#### REQUIREMENT:
Pull out every line of the data below that contains the word "sash".
---------- LISTING
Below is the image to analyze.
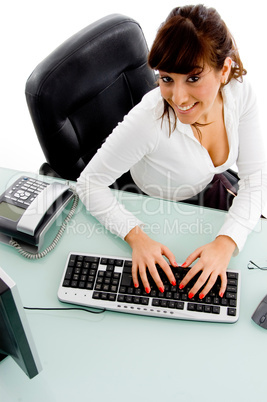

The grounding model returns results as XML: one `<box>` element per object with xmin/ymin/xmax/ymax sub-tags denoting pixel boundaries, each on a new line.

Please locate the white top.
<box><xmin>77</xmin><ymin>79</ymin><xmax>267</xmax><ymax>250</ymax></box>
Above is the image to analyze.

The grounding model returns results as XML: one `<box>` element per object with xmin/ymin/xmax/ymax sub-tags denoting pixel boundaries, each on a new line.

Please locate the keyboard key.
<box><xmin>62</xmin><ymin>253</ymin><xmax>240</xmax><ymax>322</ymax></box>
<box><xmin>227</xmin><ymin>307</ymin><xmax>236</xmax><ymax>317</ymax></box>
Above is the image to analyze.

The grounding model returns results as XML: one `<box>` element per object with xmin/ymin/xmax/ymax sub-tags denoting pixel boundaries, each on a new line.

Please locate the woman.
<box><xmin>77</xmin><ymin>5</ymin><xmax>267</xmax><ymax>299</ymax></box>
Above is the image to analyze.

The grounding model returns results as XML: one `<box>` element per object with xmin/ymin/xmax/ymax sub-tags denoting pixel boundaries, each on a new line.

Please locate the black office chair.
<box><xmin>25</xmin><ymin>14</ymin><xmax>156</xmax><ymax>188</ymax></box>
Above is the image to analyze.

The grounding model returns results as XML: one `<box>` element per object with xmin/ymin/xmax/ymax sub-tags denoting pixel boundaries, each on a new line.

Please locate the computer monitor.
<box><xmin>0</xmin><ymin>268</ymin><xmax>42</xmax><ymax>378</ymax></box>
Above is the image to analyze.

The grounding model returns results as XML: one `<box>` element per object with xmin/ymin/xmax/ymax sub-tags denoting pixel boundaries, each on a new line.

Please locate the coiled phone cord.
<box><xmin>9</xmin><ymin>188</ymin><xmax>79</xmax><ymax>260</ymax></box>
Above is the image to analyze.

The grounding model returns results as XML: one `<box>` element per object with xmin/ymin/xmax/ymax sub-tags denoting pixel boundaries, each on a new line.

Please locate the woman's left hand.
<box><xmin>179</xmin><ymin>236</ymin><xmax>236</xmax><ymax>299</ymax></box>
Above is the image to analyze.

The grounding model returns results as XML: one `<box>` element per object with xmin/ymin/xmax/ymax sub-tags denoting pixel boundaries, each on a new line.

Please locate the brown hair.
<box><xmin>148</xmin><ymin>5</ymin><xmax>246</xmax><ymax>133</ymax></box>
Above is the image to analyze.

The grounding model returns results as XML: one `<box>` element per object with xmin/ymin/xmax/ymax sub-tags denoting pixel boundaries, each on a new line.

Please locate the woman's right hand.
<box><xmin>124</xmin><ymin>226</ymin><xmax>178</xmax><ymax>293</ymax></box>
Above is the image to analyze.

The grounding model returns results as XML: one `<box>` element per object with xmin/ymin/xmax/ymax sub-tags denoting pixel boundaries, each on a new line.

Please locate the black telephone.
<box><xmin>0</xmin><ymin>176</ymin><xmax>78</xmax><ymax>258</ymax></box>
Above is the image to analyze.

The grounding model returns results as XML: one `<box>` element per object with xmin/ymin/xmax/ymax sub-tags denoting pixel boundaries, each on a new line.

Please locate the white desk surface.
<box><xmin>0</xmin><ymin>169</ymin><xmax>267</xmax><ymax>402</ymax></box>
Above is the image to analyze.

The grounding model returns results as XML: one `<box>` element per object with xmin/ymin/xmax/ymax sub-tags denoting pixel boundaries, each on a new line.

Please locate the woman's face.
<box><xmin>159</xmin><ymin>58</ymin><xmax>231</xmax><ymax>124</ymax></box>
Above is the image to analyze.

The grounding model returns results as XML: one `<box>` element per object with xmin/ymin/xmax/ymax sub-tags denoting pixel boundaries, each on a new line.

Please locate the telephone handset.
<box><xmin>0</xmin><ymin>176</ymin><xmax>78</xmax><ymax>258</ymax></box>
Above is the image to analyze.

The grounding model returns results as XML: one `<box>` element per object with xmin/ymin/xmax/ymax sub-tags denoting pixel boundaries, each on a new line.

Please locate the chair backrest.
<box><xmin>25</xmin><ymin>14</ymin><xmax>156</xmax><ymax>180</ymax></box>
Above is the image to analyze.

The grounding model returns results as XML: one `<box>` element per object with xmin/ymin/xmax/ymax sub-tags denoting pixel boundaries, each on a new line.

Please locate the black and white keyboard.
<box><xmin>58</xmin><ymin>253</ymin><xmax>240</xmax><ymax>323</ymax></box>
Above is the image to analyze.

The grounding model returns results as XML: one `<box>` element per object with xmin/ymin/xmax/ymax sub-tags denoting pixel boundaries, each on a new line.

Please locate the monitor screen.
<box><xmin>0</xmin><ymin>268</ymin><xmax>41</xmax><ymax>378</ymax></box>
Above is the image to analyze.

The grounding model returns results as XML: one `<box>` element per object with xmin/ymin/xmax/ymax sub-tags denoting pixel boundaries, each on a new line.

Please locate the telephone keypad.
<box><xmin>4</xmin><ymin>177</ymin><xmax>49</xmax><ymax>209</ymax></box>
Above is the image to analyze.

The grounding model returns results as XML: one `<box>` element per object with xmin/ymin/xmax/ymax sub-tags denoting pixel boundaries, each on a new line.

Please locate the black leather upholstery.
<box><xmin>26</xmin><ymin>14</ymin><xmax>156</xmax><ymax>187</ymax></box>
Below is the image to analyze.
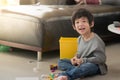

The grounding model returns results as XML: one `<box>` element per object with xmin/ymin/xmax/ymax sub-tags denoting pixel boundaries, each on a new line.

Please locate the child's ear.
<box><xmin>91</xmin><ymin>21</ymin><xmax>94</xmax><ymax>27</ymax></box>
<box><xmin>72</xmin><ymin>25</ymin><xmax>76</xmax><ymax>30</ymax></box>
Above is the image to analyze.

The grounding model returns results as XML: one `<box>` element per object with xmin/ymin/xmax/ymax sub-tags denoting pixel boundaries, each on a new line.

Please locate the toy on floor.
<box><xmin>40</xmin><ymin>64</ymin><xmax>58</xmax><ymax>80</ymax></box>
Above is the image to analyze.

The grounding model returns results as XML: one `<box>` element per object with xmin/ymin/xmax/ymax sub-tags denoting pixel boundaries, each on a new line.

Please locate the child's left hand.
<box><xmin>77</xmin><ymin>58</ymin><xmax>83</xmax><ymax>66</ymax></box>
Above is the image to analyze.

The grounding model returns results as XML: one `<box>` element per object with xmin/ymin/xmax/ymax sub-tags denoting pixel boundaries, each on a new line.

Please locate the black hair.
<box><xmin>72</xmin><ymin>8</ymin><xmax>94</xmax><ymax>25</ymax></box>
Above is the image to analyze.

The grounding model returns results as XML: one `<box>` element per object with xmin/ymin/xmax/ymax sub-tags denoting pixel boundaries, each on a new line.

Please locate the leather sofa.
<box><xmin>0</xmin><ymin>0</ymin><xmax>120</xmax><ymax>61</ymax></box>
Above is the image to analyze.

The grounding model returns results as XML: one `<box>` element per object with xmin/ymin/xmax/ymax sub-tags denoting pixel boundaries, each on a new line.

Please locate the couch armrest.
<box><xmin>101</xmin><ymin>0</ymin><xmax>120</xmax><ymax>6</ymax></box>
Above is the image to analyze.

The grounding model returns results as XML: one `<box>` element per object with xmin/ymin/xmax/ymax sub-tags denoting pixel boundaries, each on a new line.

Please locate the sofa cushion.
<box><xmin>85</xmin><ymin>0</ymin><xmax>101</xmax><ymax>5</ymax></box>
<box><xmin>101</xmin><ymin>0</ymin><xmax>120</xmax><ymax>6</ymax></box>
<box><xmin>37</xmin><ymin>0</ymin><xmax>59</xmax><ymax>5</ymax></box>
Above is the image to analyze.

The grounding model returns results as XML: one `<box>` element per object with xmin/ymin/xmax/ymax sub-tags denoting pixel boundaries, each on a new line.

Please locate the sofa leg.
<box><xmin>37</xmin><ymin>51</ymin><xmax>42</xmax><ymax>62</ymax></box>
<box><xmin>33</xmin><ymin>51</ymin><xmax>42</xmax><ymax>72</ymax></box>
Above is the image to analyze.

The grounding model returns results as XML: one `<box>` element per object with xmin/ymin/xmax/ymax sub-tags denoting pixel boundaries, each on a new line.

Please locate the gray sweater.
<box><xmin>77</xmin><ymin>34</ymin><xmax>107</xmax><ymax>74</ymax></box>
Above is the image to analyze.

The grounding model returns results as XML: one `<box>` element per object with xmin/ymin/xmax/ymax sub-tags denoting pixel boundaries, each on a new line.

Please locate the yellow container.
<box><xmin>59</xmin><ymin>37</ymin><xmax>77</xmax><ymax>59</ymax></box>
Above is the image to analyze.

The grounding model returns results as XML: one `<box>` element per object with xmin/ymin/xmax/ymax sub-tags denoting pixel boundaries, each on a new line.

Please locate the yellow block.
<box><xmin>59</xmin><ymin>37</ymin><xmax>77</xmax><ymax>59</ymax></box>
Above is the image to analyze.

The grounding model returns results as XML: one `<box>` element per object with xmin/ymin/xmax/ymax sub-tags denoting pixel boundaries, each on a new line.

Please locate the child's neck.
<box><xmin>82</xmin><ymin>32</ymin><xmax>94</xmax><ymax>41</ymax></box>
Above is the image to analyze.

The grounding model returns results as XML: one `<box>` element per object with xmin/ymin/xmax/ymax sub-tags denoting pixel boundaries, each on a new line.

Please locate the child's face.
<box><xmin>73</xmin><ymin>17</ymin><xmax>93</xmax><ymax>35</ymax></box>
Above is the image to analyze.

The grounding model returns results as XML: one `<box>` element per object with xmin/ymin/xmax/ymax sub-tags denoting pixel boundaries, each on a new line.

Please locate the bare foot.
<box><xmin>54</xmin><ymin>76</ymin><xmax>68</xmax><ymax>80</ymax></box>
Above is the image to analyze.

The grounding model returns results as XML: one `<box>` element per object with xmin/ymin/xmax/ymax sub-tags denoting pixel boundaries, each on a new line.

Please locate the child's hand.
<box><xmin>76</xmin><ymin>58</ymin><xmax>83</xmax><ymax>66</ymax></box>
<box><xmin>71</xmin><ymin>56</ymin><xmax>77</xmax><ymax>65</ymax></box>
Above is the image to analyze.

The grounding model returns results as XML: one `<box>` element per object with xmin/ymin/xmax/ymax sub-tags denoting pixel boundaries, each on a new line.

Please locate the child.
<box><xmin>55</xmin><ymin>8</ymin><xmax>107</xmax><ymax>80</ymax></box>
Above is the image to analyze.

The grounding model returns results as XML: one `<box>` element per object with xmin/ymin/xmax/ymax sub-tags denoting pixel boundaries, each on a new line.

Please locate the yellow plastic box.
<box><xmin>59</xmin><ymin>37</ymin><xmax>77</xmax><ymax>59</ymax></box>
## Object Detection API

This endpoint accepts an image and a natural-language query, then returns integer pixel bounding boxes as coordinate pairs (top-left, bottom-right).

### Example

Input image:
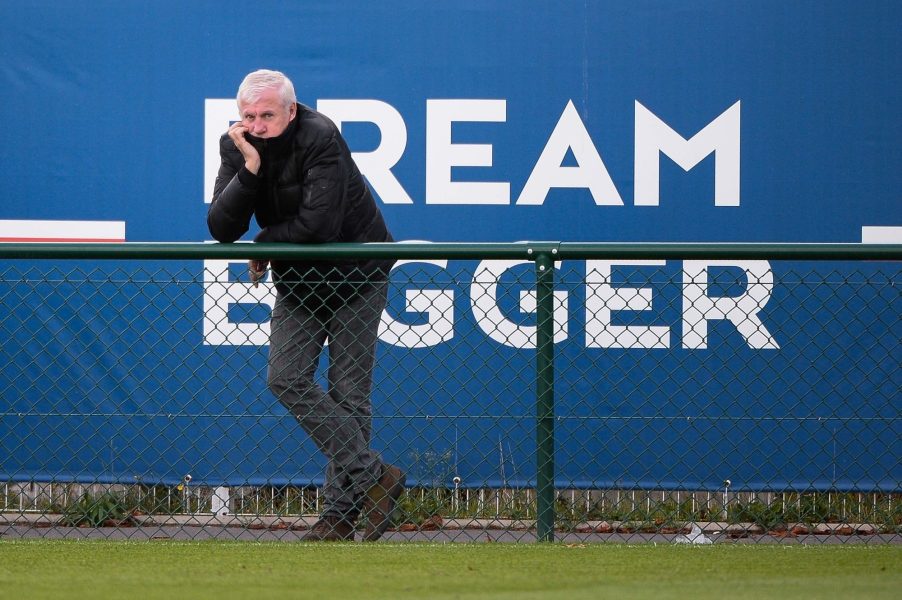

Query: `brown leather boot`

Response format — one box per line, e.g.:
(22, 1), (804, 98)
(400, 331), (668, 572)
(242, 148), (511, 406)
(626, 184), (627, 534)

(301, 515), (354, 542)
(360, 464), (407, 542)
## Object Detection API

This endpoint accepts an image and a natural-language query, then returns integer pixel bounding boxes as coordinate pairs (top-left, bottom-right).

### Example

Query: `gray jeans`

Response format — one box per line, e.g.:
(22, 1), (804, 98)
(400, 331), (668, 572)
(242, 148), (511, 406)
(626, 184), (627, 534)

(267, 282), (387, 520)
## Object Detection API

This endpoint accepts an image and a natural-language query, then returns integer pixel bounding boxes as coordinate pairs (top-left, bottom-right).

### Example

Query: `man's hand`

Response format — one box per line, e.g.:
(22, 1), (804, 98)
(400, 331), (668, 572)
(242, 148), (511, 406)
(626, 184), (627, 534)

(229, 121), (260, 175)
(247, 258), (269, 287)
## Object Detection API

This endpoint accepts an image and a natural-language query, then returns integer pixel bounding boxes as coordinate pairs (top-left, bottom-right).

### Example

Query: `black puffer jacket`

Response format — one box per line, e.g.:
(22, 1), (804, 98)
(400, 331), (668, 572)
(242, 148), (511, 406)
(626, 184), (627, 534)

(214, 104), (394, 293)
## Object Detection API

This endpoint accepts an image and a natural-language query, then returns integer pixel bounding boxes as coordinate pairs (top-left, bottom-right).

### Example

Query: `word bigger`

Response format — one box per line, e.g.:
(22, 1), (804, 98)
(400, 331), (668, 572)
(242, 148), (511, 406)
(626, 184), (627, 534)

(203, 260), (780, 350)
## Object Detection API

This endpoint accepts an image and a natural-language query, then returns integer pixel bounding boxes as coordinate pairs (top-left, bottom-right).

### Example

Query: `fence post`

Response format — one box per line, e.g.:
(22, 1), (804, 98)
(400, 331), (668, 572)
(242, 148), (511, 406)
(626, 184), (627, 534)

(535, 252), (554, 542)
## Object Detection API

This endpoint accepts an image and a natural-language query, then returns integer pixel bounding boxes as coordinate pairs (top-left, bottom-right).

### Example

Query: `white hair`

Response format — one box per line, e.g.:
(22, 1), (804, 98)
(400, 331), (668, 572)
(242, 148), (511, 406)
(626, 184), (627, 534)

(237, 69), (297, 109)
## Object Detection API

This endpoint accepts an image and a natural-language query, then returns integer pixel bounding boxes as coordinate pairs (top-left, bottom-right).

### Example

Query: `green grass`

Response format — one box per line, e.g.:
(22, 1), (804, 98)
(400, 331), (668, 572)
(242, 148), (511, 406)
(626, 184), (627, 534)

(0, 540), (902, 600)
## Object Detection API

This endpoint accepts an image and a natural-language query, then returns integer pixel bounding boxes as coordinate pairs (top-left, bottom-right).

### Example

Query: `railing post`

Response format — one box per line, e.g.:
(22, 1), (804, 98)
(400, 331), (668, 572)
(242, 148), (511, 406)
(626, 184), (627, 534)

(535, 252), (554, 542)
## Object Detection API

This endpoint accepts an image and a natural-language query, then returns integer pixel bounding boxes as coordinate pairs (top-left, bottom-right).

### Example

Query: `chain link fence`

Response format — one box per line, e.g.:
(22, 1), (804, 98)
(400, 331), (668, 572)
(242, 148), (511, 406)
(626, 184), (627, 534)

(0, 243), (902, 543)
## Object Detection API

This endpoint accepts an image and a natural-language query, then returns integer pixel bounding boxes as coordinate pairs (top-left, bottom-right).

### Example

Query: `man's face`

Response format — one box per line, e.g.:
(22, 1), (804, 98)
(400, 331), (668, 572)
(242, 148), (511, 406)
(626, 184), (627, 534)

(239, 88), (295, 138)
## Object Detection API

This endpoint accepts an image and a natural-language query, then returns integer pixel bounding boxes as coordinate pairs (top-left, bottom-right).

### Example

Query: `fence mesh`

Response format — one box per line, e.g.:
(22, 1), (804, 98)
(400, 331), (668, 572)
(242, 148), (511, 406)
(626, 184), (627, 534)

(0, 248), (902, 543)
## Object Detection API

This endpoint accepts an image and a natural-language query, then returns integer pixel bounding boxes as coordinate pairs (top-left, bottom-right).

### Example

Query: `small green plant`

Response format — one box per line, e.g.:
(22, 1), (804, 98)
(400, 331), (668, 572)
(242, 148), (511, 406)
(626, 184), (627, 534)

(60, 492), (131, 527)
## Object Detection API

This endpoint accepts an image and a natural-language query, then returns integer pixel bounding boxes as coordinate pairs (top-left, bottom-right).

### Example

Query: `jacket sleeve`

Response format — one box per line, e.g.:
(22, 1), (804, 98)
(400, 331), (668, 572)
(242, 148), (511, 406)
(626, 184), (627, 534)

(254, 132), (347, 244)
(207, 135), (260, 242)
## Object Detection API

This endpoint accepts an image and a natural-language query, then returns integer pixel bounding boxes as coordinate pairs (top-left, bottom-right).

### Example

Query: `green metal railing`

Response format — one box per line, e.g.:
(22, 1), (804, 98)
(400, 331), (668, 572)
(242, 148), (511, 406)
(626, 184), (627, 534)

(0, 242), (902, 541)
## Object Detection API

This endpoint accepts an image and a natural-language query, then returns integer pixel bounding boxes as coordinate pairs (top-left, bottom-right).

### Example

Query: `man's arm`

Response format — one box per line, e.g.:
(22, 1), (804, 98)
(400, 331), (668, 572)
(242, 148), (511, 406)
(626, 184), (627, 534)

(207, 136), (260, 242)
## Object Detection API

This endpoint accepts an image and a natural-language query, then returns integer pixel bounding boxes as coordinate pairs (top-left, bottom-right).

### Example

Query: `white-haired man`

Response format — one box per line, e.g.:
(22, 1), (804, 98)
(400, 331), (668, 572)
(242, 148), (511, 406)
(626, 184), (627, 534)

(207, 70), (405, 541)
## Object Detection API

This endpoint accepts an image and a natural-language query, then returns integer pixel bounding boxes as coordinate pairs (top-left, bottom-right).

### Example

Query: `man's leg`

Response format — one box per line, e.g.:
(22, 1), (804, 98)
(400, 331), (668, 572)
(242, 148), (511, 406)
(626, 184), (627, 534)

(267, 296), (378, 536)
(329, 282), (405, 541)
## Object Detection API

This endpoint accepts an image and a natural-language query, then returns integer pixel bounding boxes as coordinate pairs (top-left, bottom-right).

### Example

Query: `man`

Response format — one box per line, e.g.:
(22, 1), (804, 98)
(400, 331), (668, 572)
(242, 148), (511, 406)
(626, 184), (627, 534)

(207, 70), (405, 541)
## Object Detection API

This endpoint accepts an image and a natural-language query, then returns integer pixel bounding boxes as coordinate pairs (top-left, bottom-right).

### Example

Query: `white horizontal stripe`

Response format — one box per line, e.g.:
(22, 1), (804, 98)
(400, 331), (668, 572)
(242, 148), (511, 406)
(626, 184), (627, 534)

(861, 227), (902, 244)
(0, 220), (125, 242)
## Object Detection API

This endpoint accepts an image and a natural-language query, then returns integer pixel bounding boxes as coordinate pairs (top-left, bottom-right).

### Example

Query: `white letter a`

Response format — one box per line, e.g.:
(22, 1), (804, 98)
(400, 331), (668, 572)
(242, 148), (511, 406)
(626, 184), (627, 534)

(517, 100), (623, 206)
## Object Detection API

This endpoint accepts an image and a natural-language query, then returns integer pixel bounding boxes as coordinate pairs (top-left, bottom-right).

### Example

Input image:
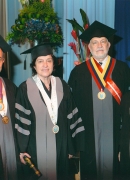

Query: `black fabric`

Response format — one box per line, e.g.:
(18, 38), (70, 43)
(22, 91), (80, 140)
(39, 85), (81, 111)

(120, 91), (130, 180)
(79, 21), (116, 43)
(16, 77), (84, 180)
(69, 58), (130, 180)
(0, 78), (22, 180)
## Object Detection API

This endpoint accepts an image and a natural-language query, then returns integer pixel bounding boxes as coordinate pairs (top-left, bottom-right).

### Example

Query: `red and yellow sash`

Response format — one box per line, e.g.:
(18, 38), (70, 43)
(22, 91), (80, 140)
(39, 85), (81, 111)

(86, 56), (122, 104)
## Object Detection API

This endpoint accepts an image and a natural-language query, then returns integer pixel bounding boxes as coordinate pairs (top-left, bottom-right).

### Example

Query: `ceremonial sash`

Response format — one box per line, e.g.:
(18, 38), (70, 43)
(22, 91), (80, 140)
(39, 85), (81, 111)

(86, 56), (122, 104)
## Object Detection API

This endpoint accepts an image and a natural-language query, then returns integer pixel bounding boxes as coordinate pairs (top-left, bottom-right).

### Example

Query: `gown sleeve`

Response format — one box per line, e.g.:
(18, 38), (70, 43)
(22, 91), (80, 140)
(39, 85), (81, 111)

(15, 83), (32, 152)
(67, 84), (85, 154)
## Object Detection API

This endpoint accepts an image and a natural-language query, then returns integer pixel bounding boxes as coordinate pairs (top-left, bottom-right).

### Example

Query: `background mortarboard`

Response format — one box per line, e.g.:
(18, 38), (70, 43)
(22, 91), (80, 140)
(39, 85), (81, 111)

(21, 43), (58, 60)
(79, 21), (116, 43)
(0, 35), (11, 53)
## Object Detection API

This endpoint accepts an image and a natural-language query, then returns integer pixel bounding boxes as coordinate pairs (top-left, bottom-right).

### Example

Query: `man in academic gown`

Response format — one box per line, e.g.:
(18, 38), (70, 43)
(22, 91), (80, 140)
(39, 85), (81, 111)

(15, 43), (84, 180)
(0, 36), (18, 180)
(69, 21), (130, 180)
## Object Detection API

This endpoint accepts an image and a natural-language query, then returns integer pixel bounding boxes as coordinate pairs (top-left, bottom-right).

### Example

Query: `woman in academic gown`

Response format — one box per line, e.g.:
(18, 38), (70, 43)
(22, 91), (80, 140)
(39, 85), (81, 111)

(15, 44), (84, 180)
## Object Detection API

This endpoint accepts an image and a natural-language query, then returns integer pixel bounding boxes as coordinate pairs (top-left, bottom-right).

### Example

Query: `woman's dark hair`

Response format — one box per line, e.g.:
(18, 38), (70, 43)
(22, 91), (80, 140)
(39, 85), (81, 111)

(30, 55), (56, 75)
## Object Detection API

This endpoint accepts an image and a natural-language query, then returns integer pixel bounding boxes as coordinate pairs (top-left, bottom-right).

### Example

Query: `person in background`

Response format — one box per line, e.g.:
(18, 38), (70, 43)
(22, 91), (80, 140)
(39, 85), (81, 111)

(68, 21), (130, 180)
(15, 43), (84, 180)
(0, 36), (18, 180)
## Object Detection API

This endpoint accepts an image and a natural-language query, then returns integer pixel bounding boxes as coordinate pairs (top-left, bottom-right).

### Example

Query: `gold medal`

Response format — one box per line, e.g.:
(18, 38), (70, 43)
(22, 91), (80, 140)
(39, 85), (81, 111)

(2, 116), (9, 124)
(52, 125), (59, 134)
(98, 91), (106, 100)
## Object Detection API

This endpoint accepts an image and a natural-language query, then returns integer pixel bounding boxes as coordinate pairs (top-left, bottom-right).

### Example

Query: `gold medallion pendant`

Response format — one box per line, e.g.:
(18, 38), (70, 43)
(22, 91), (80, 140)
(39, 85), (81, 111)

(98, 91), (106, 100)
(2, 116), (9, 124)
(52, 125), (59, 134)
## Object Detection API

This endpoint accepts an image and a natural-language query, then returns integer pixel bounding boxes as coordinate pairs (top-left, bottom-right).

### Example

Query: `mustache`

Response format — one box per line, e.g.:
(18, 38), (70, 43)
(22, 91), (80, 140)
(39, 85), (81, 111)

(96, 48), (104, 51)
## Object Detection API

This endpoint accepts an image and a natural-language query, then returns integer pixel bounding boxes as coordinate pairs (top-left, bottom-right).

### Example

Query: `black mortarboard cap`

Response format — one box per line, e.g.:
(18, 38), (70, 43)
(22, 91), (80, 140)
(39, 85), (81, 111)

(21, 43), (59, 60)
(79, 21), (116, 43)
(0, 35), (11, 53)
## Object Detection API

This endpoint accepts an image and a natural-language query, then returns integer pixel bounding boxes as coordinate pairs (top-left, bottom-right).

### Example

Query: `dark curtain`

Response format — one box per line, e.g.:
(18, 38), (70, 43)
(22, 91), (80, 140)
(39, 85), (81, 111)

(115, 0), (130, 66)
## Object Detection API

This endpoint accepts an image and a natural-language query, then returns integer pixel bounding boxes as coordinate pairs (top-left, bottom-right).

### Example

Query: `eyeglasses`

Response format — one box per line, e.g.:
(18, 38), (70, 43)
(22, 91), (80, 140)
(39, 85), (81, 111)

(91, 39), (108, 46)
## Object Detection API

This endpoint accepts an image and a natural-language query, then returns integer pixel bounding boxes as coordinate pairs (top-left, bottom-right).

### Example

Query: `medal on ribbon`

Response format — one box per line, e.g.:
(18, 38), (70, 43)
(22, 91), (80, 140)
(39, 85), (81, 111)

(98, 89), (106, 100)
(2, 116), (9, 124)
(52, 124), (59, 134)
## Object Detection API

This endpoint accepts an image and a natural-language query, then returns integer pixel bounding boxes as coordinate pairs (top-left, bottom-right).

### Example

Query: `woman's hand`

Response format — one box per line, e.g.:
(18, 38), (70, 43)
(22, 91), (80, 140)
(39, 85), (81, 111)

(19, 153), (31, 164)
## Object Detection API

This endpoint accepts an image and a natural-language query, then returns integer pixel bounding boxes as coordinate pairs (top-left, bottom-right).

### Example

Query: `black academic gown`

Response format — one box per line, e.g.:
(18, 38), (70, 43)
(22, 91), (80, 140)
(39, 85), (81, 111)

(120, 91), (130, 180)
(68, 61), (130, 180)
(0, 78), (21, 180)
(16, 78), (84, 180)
--------------------
#### THE REPLY:
Query: `red and yellow sash`
Query: `ceremonial sash`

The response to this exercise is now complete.